• **PROVIDED RECORDS**:
────────────────

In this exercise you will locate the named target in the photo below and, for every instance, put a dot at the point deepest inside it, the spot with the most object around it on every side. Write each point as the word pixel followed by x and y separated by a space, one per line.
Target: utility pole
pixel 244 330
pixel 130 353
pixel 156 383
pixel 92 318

────────────────

• **TASK PROMPT**: What you return must match the records exactly, down to the last line.

• **EXERCISE SOLUTION**:
In this exercise you will locate the named target in the photo below and, for every instance, put a dot at the point deepest inside it, the spot with the most object around it on every side. Write each point as the word pixel followed by x and y separated by a space, one per line.
Target: utility pole
pixel 244 330
pixel 130 353
pixel 156 383
pixel 92 318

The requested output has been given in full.